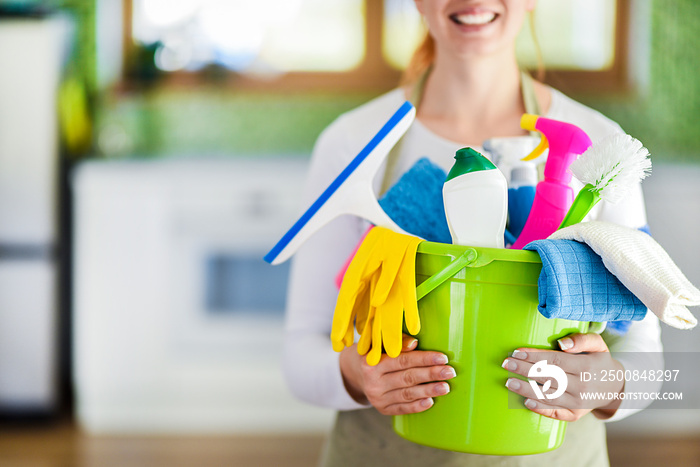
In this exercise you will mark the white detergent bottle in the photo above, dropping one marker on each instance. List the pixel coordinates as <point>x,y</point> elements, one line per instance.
<point>476,201</point>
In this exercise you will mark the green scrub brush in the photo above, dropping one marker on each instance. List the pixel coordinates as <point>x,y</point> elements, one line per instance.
<point>609,169</point>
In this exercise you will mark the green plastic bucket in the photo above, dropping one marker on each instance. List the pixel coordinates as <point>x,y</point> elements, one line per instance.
<point>477,306</point>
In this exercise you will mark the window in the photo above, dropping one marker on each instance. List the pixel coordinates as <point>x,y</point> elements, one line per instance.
<point>354,44</point>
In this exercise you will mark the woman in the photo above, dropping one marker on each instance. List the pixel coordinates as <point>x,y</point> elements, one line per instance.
<point>470,89</point>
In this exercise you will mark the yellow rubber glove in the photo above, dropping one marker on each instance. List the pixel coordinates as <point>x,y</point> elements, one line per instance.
<point>377,294</point>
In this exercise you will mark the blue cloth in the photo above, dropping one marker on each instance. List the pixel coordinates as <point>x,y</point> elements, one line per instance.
<point>574,284</point>
<point>415,202</point>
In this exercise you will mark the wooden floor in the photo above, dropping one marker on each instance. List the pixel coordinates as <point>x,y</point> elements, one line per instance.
<point>62,445</point>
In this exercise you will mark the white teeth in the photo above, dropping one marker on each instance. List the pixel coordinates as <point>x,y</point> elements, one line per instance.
○ ○ ○ ○
__The request__: Rewrite every item above with "photo above" swapped for "image above" and everything else left as it is. Omit the pictures from your answer.

__Solution to the exercise__:
In this exercise you will mark the white detergent bottle in the image above, dropping one marker on each instance. List the pixel coordinates as <point>x,y</point> elements, one line per instance.
<point>476,201</point>
In this exercise you will mark the green scrub brush in the image above, dropping one marker on each instance. List the pixel coordinates as <point>x,y</point> elements, one line per instance.
<point>609,169</point>
In this exercise you will mark the green plastic bucket in the image above, dropping one marker on each instance. List the pixel coordinates as <point>x,y</point> elements, one line per instance.
<point>477,306</point>
In this exercise you will mark the window in the image above, dropping one marker on each instance. List the pixel coordinates as <point>x,y</point> elements, one line per instance.
<point>354,44</point>
In this exercise you will mark the woman in the image above, dropping one marker on each instance. List the pixel coordinates as <point>x,y</point> elements, one line per instance.
<point>470,89</point>
In this exercise you will mark the yellow rubber glove in the image above, dropping one marker on each instance. List the pixel coordinates as <point>x,y</point> elements, one line per instance.
<point>377,294</point>
In this exercise you will mark the blue cloth in the image above, dropping one marker on each instance. List the pixel coordinates as <point>x,y</point> elements, one line per instance.
<point>574,284</point>
<point>415,202</point>
In this exercise you will mark the wooden floor in the image above, dropping one marker on each instance. List the pixel coordinates as <point>x,y</point> elements, one line per instance.
<point>62,445</point>
In this exercise you will mark the white teeth in the image above, dropping one marker on each instance. List the pixel coordinates as <point>x,y</point> elements, one line per instance.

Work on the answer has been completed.